___ TEXT EXTRACT
The decision



Upper Tribunal
(Immigration and Asylum Chamber) Appeal Number: VA/01478/2015


THE IMMIGRATION ACTS


Heard at Field House
Decision and Reasons Promulgated
On Wednesday 28 September 2016
On Tuesday 26 October 2016



Before

UPPER TRIBUNAL JUDGE SMITH


Between

MR GUENDOUZI HAMZA
(anonymity direction NOT MADE)
Appellant
and

THE ENTRY CLEARANCE OFFICER - PARIS
Respondent


Representation:
For the Appellant: Mr R Solomon, Counsel instructed by Jein solicitors
For the Respondent: Mr L Tarlow, Senior Home Office Presenting Officer


Anonymity
Rule 14: The Tribunal Procedure (Upper Tribunal) Rules 2008
No anonymity order was made by the First-tier Tribunal. There is no good reason to make an anonymity direction in this case.


DECISION AND REASONS

Background
1. The Appellant appeals against a decision of First-Tier Tribunal Judge Thanki promulgated on 9 March 2016 ("the Decision") dismissing his appeal against the Respondent's decision dated 20 January 2015 to refuse him entry clearance as a visitor. Permission to appeal the Decision was granted on 15 August 2016 by First-tier Tribunal Judge Page on the basis that it was arguable that the Judge erred in refusing the Appellant's application for an adjournment. The adjournment was sought on the basis that the Appellant's "sponsor" was unable to attend the hearing due to a family emergency which required him to return to Algeria. The matter comes before me to determine whether the First-Tier Tribunal Decision involved the making of a material error of law and, if I so find, to re-make the decision or remit it to the First-tier Tribunal for redetermination.
2. The Appellant is a national of Algeria who applied to enter the UK as a visitor for a period of eight days. The purpose of the visit was stated in the application form to be to "visit some tourist attractions visit some museums and galleries spend one or two days with my brother". The address given in the application form for where he would stay in the UK was an address in Ilford. The address given for his brother is a different address. In the application form, the Appellant clearly stated that he was paying for the trip himself. He answered no to the question at Q65 of the application form ("Is someone other than you paying for all or a part of your trip?").
3. The Appellant's application was refused on the basis that, although he had mentioned that he was refused entry clearance as a student in 2009, he had failed to mention that he was also refused entry clearance in 2008. That omission was said to have damaged his credibility. In addition, the Respondent did not accept the statement of the Appellant's means which was not substantiated by independent documentation. The bank statements produced showed a large deposit, the provenance of which was not clear and the Respondent was not satisfied that the Appellant could afford the cost of the visit. The Respondent did not accept that the Appellant would leave at the end of his visit and found therefore that he was not a genuine visitor and could not satisfy the Rules.
4. The Appellant's appeal was a limited one. He could have challenged the Respondent's decision generally by way of judicial review. However, in his appeal, the only ground available to him was on the basis that the refusal decision breached his human rights by reason of section 84(1)(c) Nationality, Immigration and Asylum Act 2002 ("the 2002 Act"). That could relate only in the circumstances to Article 8 ECHR. In addition, by section 85A(2) of the 2002 Act, the Judge could have regard only to circumstances appertaining at the date of the Respondent's decision.
______
___ RAW DATA
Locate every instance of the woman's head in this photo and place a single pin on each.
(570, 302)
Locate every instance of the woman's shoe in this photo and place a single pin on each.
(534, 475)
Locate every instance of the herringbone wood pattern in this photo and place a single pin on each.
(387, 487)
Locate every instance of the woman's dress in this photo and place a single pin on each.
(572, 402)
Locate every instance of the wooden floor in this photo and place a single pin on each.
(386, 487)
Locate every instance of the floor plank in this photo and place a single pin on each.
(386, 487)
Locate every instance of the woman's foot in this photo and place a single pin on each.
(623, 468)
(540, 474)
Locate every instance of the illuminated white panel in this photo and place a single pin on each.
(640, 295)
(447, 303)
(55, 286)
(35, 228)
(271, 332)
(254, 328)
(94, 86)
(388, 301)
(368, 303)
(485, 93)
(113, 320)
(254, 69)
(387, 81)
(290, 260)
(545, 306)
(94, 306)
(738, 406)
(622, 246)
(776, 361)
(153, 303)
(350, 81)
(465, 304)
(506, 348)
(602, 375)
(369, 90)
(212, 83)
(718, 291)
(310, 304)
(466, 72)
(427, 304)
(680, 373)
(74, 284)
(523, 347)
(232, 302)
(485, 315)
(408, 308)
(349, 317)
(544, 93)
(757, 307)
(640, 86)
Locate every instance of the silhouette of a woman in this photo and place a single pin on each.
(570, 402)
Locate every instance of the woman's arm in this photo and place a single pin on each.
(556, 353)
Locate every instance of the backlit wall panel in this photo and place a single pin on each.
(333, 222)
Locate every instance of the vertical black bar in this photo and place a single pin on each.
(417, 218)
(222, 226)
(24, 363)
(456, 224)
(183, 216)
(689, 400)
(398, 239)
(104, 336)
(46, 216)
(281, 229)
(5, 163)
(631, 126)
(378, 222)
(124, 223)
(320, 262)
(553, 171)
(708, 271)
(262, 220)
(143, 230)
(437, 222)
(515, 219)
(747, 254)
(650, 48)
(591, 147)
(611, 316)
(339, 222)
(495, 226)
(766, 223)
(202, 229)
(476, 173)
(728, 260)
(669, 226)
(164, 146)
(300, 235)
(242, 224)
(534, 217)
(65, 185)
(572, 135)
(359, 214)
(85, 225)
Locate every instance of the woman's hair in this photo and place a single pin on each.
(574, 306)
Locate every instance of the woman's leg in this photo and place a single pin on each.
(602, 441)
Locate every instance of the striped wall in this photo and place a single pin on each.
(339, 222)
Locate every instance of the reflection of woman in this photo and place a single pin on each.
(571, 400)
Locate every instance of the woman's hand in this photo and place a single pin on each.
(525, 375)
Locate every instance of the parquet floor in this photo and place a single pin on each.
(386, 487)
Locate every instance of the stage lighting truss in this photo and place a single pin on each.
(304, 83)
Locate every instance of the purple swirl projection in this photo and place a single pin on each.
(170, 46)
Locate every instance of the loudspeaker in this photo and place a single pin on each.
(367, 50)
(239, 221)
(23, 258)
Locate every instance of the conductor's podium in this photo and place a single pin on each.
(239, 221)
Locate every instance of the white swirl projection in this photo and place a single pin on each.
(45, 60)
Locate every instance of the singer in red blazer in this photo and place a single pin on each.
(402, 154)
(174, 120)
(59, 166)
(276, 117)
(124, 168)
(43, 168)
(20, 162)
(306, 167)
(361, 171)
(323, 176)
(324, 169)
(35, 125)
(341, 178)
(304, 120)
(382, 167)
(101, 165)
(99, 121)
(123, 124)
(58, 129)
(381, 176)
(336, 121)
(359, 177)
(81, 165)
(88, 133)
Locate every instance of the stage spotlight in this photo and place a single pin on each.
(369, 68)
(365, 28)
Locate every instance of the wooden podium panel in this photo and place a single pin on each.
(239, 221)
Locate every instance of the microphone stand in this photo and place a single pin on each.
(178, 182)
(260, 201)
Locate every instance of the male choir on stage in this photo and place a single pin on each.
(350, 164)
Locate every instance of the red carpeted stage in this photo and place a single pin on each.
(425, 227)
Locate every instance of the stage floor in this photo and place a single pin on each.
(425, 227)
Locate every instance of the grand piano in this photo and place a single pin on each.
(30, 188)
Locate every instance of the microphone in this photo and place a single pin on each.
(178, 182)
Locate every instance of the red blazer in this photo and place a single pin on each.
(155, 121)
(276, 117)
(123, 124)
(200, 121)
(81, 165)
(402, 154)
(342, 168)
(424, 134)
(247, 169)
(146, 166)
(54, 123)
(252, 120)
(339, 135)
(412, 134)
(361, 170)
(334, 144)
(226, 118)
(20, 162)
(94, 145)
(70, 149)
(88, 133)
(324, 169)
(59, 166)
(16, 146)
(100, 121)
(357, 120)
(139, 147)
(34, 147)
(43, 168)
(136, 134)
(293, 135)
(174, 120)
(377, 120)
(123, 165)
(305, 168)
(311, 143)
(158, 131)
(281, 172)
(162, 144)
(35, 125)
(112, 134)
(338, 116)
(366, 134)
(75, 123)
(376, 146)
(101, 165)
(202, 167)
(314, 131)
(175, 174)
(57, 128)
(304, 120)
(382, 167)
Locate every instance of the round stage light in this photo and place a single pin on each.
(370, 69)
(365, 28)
______
___ RAW DATA
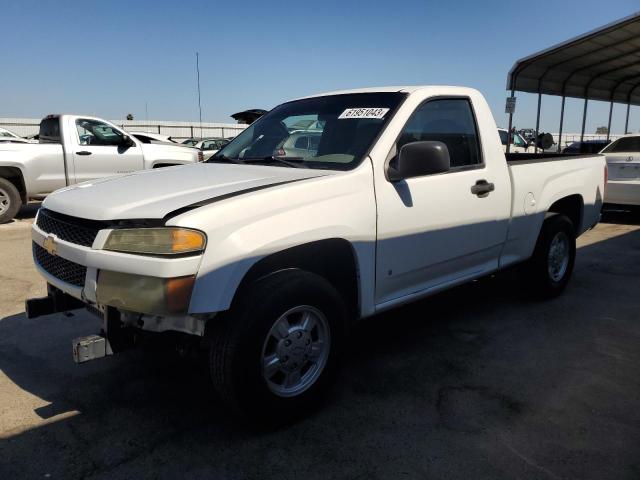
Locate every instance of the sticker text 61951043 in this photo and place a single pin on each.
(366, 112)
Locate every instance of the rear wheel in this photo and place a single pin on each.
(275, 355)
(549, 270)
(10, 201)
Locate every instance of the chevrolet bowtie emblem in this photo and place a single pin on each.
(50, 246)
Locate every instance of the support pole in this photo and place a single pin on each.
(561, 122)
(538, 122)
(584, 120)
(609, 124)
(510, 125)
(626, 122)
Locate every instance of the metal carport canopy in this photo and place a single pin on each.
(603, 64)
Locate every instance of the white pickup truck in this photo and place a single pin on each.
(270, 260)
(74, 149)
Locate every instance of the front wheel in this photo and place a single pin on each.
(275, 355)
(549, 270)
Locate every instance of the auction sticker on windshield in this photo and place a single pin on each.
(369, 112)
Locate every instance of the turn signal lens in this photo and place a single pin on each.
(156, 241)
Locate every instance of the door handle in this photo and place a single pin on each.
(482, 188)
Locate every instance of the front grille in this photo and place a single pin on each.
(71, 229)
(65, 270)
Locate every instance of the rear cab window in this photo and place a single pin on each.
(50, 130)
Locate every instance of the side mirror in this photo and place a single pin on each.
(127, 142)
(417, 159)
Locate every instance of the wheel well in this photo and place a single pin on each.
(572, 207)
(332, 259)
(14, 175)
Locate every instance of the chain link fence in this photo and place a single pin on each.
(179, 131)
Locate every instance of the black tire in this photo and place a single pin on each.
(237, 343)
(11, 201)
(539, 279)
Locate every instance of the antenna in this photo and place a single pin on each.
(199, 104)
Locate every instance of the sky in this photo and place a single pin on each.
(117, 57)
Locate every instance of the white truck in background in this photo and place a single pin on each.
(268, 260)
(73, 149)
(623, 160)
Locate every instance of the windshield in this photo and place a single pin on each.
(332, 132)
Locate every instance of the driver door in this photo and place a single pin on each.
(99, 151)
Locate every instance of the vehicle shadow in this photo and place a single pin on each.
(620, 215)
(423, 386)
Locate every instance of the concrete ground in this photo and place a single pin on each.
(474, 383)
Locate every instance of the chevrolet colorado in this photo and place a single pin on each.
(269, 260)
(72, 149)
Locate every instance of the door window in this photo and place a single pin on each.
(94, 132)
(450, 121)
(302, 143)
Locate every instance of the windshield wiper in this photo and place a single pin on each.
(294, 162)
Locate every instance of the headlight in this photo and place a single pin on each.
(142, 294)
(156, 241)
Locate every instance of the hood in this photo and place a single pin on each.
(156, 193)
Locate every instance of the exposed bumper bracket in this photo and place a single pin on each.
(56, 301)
______
[EXERCISE AIM]
According to the tribunal decision, for how long did the Appellant apply to enter the UK as a visitor? The listing plays no part in this.

[COMPLETE ANSWER]
Eight days.